• **What the exercise asks**
Write out, as a JSON list of strings with one string per line, the lines in the entries below from the line containing "frame? Provide a bounding box." through the line containing "[329,31,640,348]", including both of those lines. Omit any blank lines.

• **Records for the task**
%%

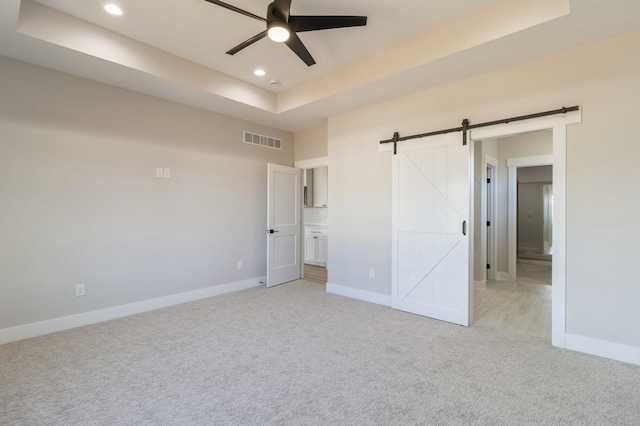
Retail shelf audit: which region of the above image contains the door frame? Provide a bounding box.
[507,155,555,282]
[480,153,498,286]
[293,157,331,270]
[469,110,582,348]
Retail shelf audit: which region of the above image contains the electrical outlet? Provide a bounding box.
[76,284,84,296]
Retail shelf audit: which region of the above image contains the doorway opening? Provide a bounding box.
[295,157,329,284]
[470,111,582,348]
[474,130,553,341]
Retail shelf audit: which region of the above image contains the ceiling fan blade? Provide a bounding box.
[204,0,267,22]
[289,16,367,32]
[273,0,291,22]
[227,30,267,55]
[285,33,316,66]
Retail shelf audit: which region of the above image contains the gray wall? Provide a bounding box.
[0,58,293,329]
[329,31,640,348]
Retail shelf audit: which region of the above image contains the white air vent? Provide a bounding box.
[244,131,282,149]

%%
%%

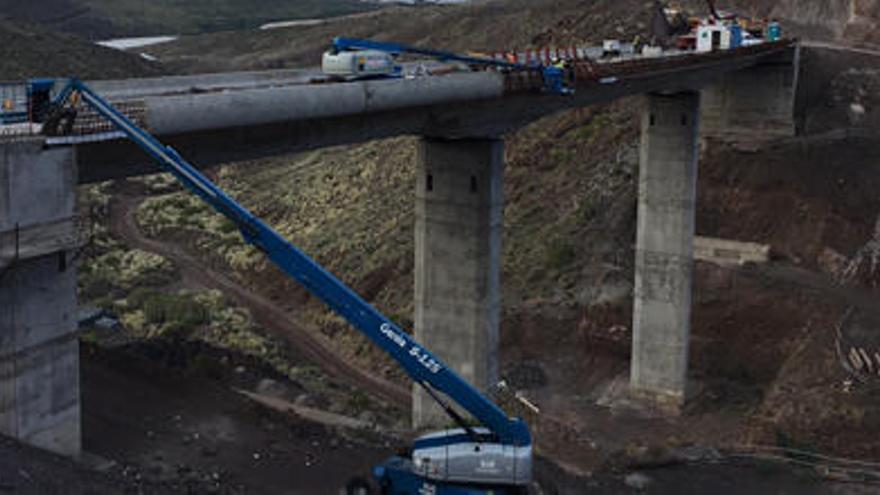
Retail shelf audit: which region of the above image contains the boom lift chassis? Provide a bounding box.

%%

• **Task answer**
[
  "Retail shelf audit: which region of the above image contains the door frame? Provide a bounding box.",
  "[507,155,555,282]",
  "[480,153,498,286]",
  "[293,157,331,270]",
  "[469,110,582,348]",
  "Retail shelf audit: which region of the above image contains the electrical outlet? Provide a bounding box.",
  "[76,284,84,296]",
  "Retail shelf audit: which region of the above image contains the doorway opening? Provide a bounding box.",
  "[295,157,329,284]",
  "[470,111,582,348]",
  "[474,130,553,341]",
  "Retail shelf audit: which region of the above image contains the ceiling fan blade? Provide a bounding box.",
  "[204,0,267,22]",
  "[289,16,367,32]",
  "[273,0,291,22]",
  "[227,30,267,55]",
  "[285,33,316,66]",
  "Retail shelf audit: which region of the above image contains the gray wall? Provide a bounding box.",
  "[0,58,293,329]",
  "[329,31,640,348]"
]